Problem:
Locate every line in the data below that contains the word "baby" and copy each of those lines. Case matters, so match capital and lowercase letters precisely.

Listed entries:

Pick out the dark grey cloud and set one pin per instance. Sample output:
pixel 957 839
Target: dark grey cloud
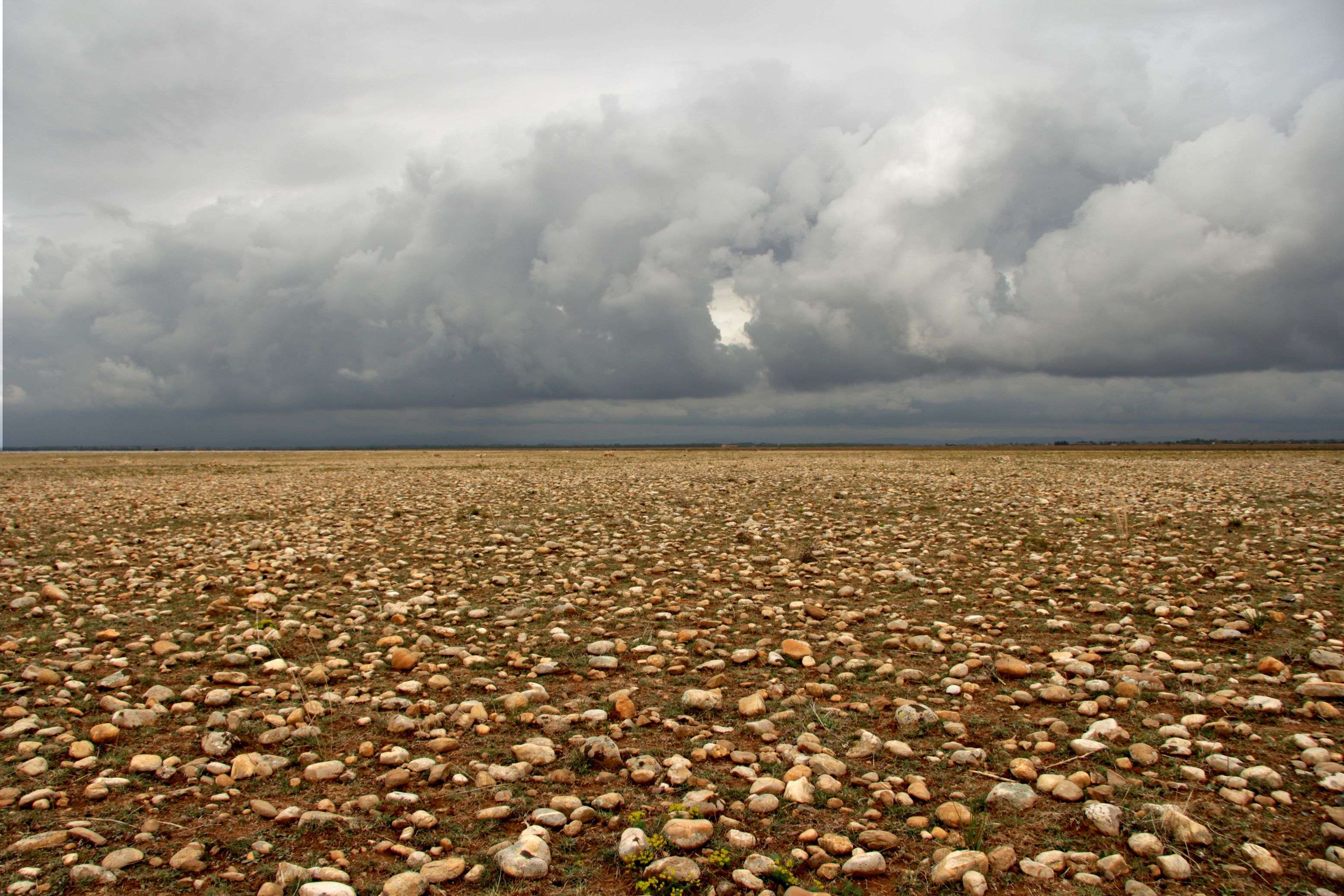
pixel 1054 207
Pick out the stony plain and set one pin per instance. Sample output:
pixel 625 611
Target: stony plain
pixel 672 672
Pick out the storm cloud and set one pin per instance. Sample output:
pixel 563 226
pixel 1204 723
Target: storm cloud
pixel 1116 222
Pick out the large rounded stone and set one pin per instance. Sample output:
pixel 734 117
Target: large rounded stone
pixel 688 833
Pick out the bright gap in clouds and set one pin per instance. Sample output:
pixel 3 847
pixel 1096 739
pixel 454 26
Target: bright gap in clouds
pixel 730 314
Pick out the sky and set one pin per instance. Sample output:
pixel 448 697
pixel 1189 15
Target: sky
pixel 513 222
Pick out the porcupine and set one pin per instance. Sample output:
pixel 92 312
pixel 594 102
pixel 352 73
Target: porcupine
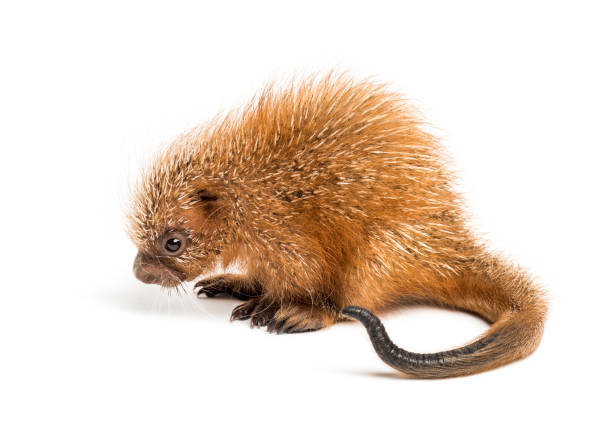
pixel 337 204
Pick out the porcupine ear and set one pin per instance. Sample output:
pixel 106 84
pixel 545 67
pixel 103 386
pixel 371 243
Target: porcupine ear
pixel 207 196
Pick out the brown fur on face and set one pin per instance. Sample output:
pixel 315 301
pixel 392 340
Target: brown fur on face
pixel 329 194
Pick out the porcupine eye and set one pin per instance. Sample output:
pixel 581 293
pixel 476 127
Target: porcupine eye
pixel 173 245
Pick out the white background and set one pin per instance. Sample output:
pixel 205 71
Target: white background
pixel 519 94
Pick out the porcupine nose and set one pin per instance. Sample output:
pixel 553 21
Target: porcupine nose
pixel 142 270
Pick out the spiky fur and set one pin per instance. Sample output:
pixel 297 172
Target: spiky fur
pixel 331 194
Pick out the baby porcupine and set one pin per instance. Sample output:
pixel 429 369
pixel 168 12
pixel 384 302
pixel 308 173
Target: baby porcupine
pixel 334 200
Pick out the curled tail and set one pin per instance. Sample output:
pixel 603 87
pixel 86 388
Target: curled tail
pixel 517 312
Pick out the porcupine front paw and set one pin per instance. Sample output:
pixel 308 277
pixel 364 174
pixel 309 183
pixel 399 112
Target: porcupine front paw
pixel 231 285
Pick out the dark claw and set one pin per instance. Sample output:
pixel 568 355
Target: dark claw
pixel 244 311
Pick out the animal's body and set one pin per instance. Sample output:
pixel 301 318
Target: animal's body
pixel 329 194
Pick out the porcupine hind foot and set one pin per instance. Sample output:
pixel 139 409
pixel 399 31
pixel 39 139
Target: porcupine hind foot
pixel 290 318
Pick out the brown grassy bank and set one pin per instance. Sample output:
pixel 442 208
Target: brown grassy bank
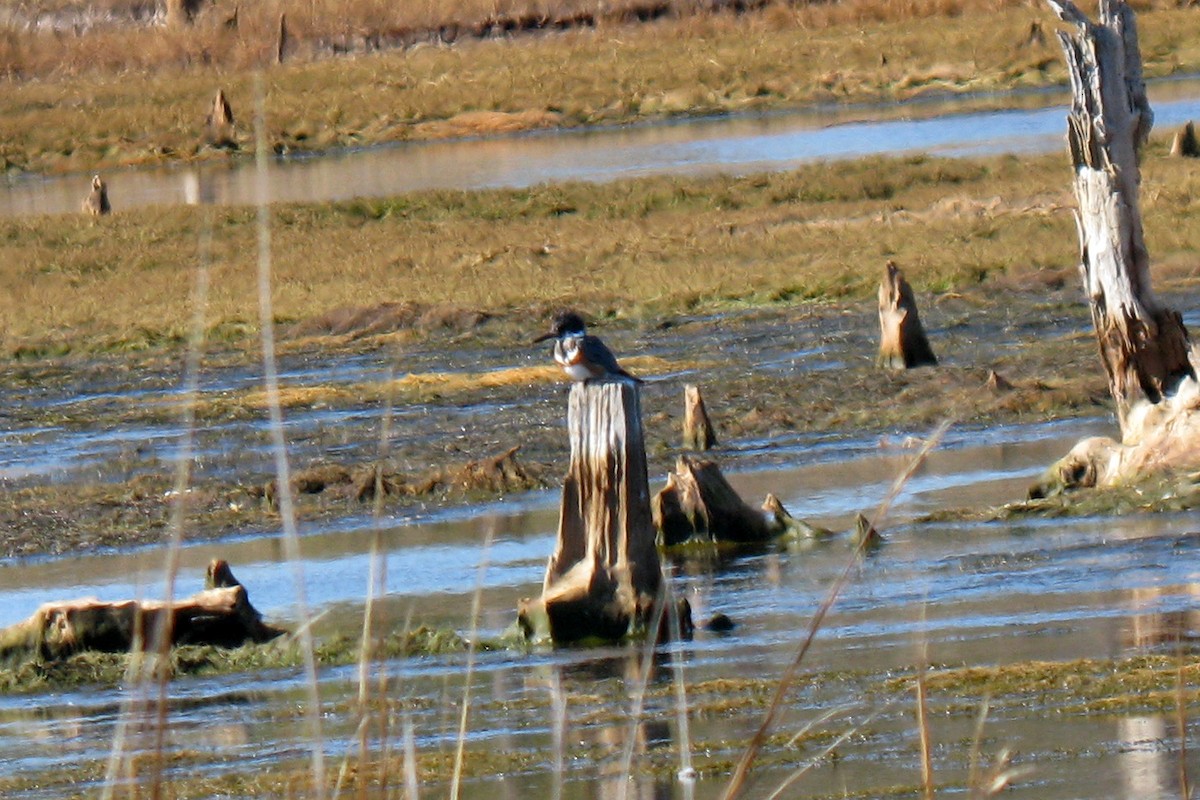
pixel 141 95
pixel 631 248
* * *
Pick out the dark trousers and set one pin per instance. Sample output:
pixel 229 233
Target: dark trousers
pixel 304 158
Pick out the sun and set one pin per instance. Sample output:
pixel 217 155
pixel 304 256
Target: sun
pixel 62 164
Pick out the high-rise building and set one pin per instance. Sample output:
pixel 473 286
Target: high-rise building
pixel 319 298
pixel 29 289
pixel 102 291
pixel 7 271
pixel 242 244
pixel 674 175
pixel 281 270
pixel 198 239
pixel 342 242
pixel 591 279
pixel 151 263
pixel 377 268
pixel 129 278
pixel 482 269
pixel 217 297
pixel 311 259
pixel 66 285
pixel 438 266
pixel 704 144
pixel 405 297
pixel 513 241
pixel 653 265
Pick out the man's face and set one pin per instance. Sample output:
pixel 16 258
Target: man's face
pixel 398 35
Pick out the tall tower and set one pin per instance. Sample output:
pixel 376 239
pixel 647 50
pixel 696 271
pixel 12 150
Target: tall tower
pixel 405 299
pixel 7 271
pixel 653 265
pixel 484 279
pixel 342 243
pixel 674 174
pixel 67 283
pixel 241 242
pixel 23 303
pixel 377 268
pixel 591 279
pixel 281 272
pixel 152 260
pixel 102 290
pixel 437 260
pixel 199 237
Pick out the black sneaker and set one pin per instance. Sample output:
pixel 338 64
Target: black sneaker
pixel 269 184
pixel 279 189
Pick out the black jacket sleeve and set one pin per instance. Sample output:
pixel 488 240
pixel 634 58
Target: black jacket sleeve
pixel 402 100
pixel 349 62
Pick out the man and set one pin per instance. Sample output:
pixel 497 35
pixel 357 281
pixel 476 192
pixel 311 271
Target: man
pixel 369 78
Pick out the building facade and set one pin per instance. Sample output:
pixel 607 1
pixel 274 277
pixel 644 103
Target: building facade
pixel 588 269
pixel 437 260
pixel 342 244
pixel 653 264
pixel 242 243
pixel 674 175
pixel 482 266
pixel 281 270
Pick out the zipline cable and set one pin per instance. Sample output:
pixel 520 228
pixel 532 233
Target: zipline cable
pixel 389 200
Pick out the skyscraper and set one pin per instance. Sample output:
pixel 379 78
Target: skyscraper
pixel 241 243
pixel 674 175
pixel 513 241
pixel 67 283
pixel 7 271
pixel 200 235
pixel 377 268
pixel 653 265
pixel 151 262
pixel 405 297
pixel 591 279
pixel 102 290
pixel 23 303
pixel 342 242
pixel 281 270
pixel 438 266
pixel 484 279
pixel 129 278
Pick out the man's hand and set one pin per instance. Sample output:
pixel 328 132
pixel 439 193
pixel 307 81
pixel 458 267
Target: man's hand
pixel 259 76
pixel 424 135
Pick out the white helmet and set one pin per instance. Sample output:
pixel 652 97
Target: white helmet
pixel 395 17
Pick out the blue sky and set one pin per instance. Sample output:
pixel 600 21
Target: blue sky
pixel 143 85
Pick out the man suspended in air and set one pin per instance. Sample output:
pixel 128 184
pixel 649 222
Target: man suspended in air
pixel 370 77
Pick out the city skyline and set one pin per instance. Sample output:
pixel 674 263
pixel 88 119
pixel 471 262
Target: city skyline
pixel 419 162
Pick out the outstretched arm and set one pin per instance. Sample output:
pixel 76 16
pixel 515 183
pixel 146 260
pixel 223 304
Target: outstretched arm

Exercise answer:
Pick out the baby porcupine and set one pin per instance. Sample output:
Target: baby porcupine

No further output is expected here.